* Tasks to perform *
1. Output verbatim the stretch of the post on car ignition wiring from "I will suggest" through "the car running.".
2. Reproduce verbatim the stretch of the records from their start through the line containing "[[472, 261]]", omitting the pictures.

* Text extract *
┌────────

I agreee with ideas stayed by wwheeler and austinado16.  The Main light switch is a convergence point where power is distributed to many circuits prior to arriving to fuse box.

I will suggest to start by checking your battery and charging system condition.  It seems to me that there is not much power (available  Amps) to feed the ignition coil and keep the car running.

As you say your car starts, we can presume that your battery is Ok for the moment. Nevertheless confirm that voltage with car off is close to 12.6 volts. If not charge it.

With car running battery voltage should be above 13.7 volts to 14.1

There is a cable from ignition tumbler in color red/black which is the feed wire to fuse port. No.2 (at fuse box) see how it looks. If not melted or damaged any way.  This cable feeds all T15 circuits, which are all the things which have current with ignition on.

The cable going to coil resistance also is red and black and comes from exactly the same point where the other red/black coming from ignition tumbler meets in fuse no.2 entry port.   Both cables are on the UN-fused side .

└────────

* Records provided *
┌────────

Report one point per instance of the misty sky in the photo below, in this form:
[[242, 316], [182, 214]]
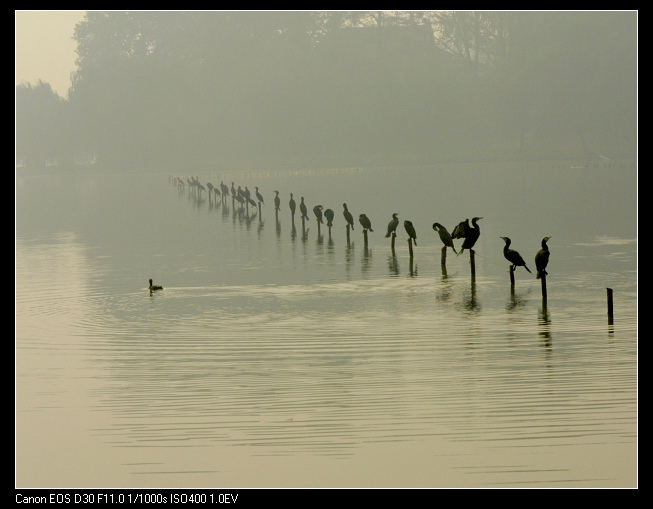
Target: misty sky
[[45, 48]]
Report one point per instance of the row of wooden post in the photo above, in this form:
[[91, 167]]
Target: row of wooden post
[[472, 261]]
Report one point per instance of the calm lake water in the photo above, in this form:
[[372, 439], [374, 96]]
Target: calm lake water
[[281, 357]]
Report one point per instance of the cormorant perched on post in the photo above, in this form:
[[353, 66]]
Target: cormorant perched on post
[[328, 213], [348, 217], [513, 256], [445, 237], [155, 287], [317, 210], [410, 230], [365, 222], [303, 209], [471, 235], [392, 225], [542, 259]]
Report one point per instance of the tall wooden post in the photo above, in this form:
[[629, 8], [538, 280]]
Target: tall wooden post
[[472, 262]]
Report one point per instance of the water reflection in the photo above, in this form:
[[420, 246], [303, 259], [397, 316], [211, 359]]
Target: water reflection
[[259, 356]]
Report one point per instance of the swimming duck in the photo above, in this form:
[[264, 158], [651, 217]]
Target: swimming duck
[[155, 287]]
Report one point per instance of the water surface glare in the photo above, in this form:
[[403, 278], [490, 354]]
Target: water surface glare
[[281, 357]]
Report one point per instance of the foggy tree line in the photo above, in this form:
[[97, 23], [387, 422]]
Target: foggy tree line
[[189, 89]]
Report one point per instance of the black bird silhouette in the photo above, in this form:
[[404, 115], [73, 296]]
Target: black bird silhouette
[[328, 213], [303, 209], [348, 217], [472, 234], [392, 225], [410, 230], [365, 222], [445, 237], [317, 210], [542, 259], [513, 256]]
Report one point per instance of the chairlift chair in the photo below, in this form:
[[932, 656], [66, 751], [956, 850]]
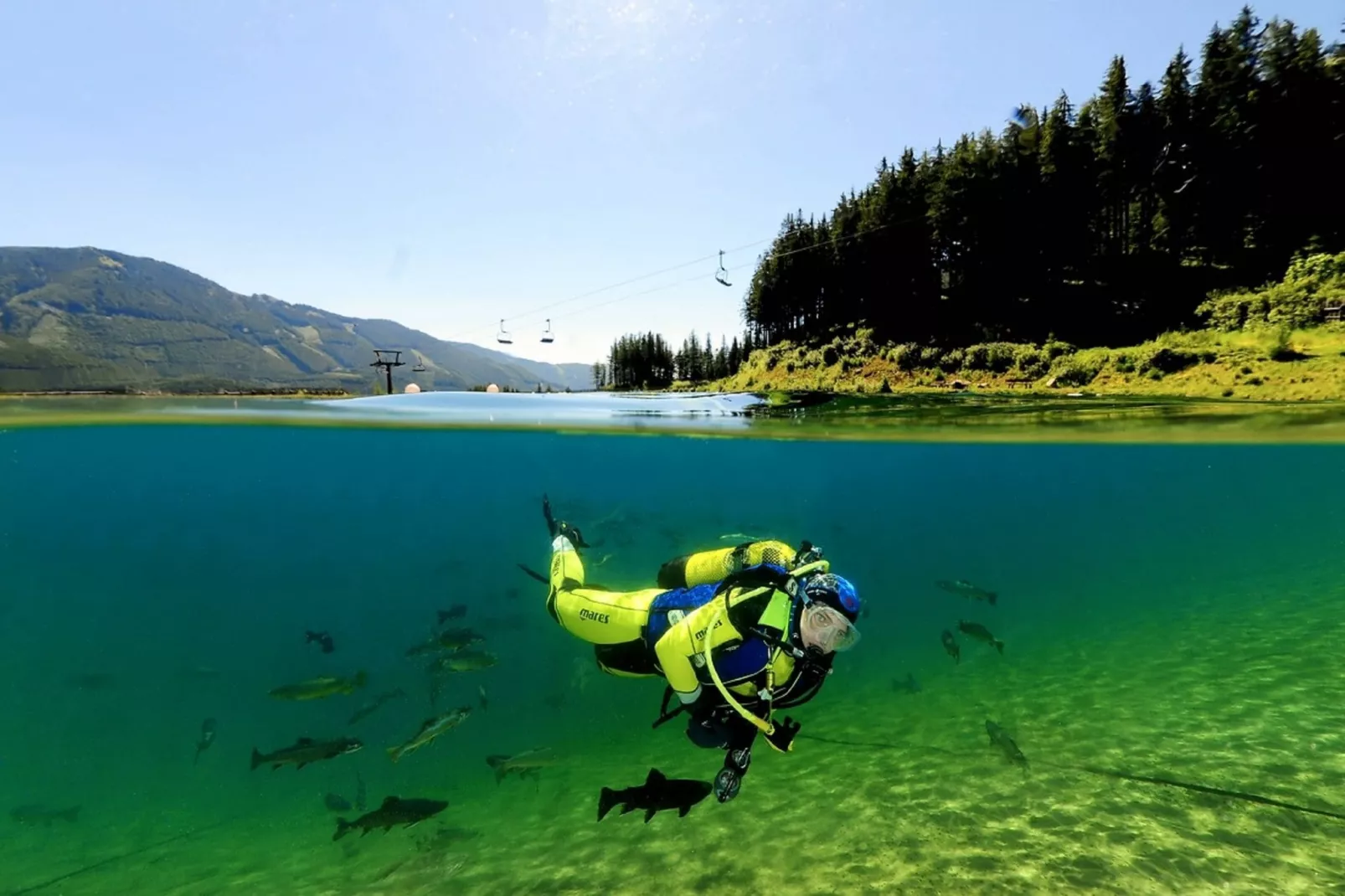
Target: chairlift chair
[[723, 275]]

└────────

* Task-by-task results *
1.
I will suggest to start by checking your battery and charging system condition.  It seems to me that there is not much power (available  Amps) to feed the ignition coil and keep the car running.

2.
Report one point per instance of the misty sky in the photo below, in this form:
[[242, 316], [182, 214]]
Target: misty sky
[[45, 48]]
Report one point per instance of the row of wooden post in the photo above, in this form:
[[91, 167]]
Target: row of wooden post
[[472, 261]]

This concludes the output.